(Records drawn from a dataset)
[Start of Attachment]
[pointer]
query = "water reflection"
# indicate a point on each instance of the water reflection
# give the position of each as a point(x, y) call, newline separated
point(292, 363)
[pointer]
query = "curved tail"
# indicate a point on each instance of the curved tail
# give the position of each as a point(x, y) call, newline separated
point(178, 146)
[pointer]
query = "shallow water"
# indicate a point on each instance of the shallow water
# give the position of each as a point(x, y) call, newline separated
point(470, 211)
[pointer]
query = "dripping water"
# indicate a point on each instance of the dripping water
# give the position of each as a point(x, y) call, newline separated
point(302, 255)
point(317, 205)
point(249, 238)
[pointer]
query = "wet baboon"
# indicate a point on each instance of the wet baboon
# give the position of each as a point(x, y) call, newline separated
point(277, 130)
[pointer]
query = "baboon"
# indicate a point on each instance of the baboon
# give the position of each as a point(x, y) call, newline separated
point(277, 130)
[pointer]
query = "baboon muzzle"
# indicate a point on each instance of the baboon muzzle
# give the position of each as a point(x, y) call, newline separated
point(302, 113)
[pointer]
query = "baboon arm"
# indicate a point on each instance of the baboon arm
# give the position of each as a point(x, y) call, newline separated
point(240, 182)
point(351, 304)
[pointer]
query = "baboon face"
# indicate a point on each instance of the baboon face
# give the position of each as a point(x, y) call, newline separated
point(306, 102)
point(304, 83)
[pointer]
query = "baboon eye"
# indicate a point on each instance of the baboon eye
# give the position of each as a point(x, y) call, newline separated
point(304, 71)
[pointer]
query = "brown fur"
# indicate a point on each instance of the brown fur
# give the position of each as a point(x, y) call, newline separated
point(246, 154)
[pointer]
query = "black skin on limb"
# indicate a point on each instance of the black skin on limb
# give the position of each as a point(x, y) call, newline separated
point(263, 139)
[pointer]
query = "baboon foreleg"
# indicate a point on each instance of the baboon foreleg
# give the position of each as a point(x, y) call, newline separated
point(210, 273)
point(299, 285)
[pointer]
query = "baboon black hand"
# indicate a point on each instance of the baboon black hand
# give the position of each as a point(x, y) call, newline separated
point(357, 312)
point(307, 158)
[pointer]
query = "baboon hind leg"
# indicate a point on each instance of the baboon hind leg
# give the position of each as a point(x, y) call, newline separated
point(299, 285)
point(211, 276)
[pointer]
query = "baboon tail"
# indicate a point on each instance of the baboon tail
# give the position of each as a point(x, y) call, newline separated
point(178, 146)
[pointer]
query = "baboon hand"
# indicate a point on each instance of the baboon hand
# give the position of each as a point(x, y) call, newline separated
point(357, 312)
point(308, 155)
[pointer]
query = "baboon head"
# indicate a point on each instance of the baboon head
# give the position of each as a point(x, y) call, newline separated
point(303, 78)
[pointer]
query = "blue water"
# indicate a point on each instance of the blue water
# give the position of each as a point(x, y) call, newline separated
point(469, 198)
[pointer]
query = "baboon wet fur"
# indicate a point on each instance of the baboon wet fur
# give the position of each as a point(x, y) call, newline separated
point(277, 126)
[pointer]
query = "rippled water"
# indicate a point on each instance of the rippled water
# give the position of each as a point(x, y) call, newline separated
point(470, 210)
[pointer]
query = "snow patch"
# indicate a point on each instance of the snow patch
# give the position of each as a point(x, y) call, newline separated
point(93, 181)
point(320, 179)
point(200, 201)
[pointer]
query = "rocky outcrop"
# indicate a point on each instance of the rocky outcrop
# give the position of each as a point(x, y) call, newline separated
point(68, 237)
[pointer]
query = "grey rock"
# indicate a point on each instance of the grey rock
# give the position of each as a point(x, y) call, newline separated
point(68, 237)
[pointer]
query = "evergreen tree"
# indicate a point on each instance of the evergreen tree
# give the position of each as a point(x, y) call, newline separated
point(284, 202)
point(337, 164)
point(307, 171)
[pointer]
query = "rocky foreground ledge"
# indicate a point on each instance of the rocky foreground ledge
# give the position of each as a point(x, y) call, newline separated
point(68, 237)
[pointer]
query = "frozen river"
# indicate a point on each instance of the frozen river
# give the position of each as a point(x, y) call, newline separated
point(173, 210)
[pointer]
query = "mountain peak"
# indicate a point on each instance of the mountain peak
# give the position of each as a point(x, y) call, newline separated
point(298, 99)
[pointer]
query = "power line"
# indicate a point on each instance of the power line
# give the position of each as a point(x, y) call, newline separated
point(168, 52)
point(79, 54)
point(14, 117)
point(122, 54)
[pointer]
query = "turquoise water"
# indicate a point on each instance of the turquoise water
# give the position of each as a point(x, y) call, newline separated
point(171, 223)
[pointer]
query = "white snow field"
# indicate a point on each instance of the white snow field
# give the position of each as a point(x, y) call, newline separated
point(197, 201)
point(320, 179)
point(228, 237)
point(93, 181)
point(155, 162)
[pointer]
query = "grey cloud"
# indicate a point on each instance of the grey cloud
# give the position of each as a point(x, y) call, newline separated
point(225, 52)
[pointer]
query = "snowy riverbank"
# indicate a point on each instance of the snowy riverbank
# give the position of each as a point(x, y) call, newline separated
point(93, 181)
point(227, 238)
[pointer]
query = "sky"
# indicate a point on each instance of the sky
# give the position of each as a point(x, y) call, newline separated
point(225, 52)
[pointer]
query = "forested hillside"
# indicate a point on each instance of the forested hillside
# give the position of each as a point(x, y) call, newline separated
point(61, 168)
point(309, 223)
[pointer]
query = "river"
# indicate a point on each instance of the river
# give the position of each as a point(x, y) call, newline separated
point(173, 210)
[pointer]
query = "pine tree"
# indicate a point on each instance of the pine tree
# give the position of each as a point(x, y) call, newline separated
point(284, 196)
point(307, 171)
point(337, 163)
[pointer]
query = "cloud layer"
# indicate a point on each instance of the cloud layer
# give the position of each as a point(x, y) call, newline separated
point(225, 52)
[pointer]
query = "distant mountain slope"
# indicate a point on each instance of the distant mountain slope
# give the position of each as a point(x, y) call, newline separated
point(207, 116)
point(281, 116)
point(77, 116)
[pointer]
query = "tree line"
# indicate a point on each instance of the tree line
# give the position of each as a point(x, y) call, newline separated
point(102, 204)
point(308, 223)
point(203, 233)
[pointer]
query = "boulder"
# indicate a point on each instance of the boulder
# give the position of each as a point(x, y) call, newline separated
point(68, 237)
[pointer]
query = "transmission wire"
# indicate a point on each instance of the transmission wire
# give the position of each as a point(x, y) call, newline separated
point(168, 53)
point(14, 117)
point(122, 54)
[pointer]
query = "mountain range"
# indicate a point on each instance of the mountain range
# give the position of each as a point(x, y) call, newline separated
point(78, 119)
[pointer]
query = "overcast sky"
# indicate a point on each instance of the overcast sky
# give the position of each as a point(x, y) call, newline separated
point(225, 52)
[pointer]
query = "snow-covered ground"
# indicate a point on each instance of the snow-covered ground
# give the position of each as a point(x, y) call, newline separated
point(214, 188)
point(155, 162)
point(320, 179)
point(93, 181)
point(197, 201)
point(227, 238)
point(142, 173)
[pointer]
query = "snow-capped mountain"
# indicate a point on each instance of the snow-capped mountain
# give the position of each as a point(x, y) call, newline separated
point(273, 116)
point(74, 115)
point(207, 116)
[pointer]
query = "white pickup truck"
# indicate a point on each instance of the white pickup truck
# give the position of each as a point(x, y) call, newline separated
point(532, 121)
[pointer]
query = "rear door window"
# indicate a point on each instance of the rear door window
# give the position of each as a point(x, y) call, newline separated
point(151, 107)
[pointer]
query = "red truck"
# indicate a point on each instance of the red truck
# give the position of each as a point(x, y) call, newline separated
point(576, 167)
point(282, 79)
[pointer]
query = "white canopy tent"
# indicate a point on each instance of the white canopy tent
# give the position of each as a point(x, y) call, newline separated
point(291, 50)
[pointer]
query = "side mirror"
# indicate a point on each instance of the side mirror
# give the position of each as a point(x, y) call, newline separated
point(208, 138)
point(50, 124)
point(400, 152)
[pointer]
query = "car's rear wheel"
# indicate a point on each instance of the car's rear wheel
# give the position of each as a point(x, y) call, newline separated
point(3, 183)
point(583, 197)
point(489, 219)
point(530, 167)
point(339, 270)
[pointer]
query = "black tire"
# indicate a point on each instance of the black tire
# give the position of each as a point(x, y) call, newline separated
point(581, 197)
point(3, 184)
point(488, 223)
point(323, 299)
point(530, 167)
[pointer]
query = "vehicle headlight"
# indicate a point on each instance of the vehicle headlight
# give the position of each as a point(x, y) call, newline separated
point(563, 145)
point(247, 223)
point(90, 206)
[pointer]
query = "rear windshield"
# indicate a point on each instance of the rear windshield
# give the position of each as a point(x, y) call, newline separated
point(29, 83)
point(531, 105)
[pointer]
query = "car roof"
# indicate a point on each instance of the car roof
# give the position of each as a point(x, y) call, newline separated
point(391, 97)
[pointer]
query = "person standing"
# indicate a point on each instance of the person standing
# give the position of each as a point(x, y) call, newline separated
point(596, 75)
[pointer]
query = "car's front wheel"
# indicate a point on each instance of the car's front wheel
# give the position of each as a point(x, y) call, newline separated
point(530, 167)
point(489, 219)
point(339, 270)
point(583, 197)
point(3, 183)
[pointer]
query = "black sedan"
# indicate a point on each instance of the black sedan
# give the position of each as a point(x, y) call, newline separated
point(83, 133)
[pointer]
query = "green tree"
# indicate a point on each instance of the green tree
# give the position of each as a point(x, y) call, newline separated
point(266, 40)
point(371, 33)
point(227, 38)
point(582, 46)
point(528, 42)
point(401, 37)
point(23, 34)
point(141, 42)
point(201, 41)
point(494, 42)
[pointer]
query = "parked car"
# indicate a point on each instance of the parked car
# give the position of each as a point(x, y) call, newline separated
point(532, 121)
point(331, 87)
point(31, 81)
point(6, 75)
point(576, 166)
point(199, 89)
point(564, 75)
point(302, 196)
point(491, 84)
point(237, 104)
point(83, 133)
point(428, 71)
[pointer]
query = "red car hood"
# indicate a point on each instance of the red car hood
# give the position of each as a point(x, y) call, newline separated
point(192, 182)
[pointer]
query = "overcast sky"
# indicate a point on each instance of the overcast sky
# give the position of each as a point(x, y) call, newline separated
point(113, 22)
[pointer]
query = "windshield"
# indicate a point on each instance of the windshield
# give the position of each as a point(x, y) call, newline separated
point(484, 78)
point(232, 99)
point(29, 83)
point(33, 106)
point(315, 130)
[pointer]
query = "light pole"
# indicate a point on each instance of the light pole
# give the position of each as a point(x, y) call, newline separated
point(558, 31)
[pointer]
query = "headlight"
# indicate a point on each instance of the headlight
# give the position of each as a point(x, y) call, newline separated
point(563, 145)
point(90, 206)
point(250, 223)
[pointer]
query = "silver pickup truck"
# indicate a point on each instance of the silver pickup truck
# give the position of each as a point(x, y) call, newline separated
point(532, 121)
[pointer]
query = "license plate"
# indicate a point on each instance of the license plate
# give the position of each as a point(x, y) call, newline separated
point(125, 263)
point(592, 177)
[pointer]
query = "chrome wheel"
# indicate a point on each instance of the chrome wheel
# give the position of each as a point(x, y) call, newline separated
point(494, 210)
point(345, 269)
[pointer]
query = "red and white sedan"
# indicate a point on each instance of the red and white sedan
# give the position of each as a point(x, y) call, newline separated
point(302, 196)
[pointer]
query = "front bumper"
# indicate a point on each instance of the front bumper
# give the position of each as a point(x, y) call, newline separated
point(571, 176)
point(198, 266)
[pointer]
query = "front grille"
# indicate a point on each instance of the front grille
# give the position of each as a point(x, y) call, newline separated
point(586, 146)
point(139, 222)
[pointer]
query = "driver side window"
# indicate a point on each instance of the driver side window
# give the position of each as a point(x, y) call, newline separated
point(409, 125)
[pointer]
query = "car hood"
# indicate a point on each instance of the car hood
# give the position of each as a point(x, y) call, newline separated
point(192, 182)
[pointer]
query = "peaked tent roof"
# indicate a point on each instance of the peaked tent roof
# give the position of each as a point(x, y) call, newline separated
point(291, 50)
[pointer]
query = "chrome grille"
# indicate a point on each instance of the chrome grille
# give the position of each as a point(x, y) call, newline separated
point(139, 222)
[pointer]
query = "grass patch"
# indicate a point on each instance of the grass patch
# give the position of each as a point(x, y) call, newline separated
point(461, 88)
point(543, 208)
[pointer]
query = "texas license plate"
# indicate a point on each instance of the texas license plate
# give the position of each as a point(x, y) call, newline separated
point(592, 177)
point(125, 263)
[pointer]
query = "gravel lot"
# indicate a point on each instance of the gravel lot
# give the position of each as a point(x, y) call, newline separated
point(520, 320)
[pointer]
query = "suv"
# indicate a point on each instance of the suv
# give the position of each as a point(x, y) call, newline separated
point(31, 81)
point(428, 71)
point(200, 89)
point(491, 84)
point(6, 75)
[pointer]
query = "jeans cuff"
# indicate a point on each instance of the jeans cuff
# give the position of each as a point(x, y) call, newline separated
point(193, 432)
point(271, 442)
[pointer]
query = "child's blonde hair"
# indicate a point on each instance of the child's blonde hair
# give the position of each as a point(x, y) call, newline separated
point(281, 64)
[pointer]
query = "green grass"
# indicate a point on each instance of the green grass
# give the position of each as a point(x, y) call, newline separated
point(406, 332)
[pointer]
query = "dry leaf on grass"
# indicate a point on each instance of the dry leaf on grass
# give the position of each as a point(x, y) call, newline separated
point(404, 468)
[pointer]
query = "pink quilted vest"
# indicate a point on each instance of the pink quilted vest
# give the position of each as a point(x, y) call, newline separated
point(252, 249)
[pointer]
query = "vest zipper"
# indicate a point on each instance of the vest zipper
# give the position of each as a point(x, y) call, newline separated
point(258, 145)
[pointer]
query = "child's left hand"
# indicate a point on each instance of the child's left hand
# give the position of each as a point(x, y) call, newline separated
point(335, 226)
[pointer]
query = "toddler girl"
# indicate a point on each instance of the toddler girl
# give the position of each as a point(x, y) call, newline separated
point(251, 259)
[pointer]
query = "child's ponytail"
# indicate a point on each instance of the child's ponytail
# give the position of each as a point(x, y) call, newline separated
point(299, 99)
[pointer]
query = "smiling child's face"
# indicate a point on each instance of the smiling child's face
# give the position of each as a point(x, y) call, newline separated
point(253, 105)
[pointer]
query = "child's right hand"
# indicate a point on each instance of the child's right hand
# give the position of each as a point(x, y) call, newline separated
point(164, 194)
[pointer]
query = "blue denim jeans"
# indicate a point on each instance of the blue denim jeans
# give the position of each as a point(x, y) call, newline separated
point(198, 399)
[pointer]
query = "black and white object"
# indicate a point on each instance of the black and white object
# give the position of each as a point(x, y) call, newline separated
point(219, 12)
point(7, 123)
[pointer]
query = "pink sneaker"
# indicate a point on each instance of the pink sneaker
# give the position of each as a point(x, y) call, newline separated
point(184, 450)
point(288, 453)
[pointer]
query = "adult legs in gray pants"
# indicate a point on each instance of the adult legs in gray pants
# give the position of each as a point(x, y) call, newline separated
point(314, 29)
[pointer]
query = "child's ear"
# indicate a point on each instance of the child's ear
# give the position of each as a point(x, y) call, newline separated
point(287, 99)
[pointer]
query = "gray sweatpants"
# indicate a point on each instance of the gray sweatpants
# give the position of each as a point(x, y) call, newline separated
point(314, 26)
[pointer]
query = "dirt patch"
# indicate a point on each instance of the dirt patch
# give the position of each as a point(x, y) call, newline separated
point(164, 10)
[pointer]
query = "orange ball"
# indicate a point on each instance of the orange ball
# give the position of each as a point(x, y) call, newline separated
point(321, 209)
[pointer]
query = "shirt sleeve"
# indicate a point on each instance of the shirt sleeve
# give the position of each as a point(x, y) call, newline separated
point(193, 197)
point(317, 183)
[End of Attachment]
The expected output is the exact run of lines from the start of the entries through the line with "# indicate a point on each instance of the baboon arm", inclusive.

• Answer to this exercise
[pointer]
query = "water reflection"
# indicate a point on each instance of the water reflection
# give the position of each as a point(x, y) call, newline separated
point(292, 363)
[pointer]
query = "curved tail"
# indicate a point on each instance of the curved tail
# give the position of each as a point(x, y) call, newline separated
point(178, 146)
[pointer]
query = "shallow water"
# indicate a point on each instance of the shallow water
# give the position of each as a point(x, y) call, newline separated
point(470, 211)
[pointer]
query = "dripping water"
# indicate a point on each instance of the dripping water
# give the position of each as a point(x, y) call, newline separated
point(302, 255)
point(317, 205)
point(249, 238)
[pointer]
query = "wet baboon"
# indicate a point on each instance of the wet baboon
# give the position of each as a point(x, y) call, newline separated
point(277, 130)
[pointer]
query = "baboon"
# indicate a point on each instance of the baboon
# give the position of each as a point(x, y) call, newline separated
point(277, 130)
[pointer]
query = "baboon muzzle"
# indicate a point on each instance of the baboon muzzle
# give the position of each as a point(x, y) call, newline separated
point(302, 113)
[pointer]
query = "baboon arm"
# indicate a point on each instance of the baboon arm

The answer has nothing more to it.